(DATA FOR THIS TASK)

────────────────────

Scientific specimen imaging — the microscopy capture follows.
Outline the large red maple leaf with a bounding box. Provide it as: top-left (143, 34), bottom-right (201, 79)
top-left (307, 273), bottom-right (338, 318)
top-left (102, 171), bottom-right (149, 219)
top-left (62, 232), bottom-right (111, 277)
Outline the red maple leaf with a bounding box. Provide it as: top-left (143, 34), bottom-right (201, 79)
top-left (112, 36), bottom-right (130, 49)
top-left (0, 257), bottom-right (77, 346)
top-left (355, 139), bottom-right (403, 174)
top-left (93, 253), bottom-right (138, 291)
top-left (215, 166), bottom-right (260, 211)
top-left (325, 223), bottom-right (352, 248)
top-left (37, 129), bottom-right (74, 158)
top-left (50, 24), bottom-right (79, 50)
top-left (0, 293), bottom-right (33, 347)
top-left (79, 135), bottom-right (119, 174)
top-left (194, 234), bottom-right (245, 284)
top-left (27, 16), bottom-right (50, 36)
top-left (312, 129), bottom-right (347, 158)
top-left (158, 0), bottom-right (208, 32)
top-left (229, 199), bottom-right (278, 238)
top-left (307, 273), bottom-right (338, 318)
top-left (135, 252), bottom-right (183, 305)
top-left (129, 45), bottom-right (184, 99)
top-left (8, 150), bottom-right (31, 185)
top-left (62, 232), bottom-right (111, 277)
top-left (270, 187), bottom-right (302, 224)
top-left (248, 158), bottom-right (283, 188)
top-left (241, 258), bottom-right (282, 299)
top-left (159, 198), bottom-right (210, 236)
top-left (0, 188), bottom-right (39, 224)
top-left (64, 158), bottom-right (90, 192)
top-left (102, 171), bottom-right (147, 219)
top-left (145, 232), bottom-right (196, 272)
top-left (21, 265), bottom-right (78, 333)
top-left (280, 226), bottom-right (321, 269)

────────────────────

Format the lines above as a Markdown table with two columns, Row and Line, giving each line a row number and skipping any blank lines.

(PROBLEM SOLUTION)
| Row | Line |
|---|---|
| 1 | Scientific specimen imaging — the microscopy capture follows. |
| 2 | Outline the large red maple leaf with a bounding box. Provide it as: top-left (143, 34), bottom-right (201, 79) |
| 3 | top-left (307, 273), bottom-right (338, 318) |
| 4 | top-left (102, 171), bottom-right (149, 219) |
| 5 | top-left (62, 232), bottom-right (111, 277) |
| 6 | Outline the red maple leaf with a bounding box. Provide it as: top-left (143, 34), bottom-right (201, 79) |
| 7 | top-left (112, 36), bottom-right (130, 49) |
| 8 | top-left (0, 257), bottom-right (77, 346) |
| 9 | top-left (355, 139), bottom-right (403, 174) |
| 10 | top-left (93, 253), bottom-right (138, 291) |
| 11 | top-left (215, 166), bottom-right (260, 211) |
| 12 | top-left (325, 223), bottom-right (352, 248) |
| 13 | top-left (37, 129), bottom-right (74, 158) |
| 14 | top-left (50, 24), bottom-right (79, 50) |
| 15 | top-left (0, 293), bottom-right (33, 347) |
| 16 | top-left (79, 135), bottom-right (119, 174) |
| 17 | top-left (194, 234), bottom-right (245, 284) |
| 18 | top-left (27, 16), bottom-right (50, 36) |
| 19 | top-left (312, 129), bottom-right (347, 158) |
| 20 | top-left (158, 0), bottom-right (208, 32) |
| 21 | top-left (229, 199), bottom-right (278, 238) |
| 22 | top-left (307, 273), bottom-right (338, 318) |
| 23 | top-left (135, 252), bottom-right (183, 305) |
| 24 | top-left (129, 45), bottom-right (184, 99) |
| 25 | top-left (8, 150), bottom-right (31, 185) |
| 26 | top-left (62, 232), bottom-right (111, 277) |
| 27 | top-left (270, 187), bottom-right (302, 224) |
| 28 | top-left (248, 158), bottom-right (283, 188) |
| 29 | top-left (241, 258), bottom-right (282, 299) |
| 30 | top-left (159, 198), bottom-right (210, 236) |
| 31 | top-left (0, 188), bottom-right (39, 224) |
| 32 | top-left (64, 158), bottom-right (90, 192) |
| 33 | top-left (102, 171), bottom-right (147, 219) |
| 34 | top-left (145, 232), bottom-right (196, 272) |
| 35 | top-left (21, 265), bottom-right (78, 333) |
| 36 | top-left (280, 226), bottom-right (321, 269) |